**Extract:**

--------------------

Aside from such stilted dialogue and orotund thoughts recorded by the omniscient narrator, “The Golden Calves” is a deft and intricately plotted story of chicanery, intrigue, revenge and self-interest, played out within the walls of an institution uncannily like the Museum of the City of New York, a repository for the heirlooms and artifacts chronicling the history of Manhattan.

As president of that museum, Auchincloss is in a uniquely wonderful position to invent its fictional clone, not only using his own broad knowledge of Americana but his familiarity with the variety of people who are the providers, guardians and caretakers of that heritage.

Though not every object in either the real or imaginary museum is impeccably authentic, there’s no doubt that every character has a counterpart in life. Miss Evelyn Speddon, whose will stipulates that her vast but uneven collection must be kept forever on permanent display at the museum, is representative of the conservative Old Guard, while Mark Addams, the ambitious acting director who envisions popular ‘megashows,’ makes a deviously clever Young Turk.

Sidney Claverack is appropriately villainous as the chairman of the board and Peter Hewlett is a deadly accurate portrait of the collector too aesthetic and unprincipled for his own or anyone else’s good. Of them all, only Anita Vogel, the somewhat wan heroine, seems neglected by the author, who saves his best lines for the most ruthless actors in this melodrama about the complex connections linking art, avarice, altruism and ambition.

--------------------

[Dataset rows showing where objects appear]
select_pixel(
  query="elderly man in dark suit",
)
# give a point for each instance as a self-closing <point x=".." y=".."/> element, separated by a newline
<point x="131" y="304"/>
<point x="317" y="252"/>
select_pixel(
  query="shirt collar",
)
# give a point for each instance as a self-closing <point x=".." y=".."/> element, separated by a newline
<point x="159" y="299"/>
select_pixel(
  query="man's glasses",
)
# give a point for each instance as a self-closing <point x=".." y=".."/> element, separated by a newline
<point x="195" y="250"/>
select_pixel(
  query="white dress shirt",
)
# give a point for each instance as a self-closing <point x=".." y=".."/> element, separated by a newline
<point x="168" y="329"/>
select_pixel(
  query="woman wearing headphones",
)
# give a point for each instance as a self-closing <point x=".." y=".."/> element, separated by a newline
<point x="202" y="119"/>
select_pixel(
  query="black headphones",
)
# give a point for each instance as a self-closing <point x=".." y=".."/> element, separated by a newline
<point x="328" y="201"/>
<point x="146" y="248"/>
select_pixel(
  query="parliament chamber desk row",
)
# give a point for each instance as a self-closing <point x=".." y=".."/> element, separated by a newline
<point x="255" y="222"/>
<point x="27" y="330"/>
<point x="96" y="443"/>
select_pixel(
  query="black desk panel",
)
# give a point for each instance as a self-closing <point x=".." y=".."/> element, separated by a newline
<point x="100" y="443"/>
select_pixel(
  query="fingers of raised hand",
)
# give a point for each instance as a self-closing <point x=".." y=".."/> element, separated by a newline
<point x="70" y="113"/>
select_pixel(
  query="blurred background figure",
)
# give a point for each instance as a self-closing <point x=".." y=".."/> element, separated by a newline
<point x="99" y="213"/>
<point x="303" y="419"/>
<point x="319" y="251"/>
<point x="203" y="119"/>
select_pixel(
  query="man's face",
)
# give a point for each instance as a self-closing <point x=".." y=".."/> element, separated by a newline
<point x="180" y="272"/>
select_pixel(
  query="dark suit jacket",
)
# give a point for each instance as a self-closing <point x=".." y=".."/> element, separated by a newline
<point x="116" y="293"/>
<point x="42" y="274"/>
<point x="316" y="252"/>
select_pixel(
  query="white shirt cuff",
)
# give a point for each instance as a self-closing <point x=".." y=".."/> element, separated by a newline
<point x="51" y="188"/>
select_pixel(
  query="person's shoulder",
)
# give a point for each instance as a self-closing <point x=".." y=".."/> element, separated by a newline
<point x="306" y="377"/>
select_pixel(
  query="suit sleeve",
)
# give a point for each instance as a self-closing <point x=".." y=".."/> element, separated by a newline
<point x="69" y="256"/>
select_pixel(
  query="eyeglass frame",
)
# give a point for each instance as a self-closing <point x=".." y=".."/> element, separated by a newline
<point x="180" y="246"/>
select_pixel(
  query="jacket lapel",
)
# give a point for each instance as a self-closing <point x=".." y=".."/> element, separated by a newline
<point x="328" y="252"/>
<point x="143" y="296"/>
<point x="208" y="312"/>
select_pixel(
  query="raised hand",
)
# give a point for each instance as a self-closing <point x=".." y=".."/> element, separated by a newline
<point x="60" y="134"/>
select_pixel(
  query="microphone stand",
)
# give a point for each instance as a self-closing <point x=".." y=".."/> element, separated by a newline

--------------------

**Exercises to complete:**
[a] Set down the review's wording between "Though not every" and "altruism and ambition.", inclusive.
[b] Which lines of the records contain the string "desk", with case counting? Locate each one and copy it out.
The review and the records are separate material with no connection to each other.

**Full answers:**
[a]
Though not every object in either the real or imaginary museum is impeccably authentic, there’s no doubt that every character has a counterpart in life. Miss Evelyn Speddon, whose will stipulates that her vast but uneven collection must be kept forever on permanent display at the museum, is representative of the conservative Old Guard, while Mark Addams, the ambitious acting director who envisions popular ‘megashows,’ makes a deviously clever Young Turk.

Sidney Claverack is appropriately villainous as the chairman of the board and Peter Hewlett is a deadly accurate portrait of the collector too aesthetic and unprincipled for his own or anyone else’s good. Of them all, only Anita Vogel, the somewhat wan heroine, seems neglected by the author, who saves his best lines for the most ruthless actors in this melodrama about the complex connections linking art, avarice, altruism and ambition.

[b]
  query="parliament chamber desk row",
  query="black desk panel",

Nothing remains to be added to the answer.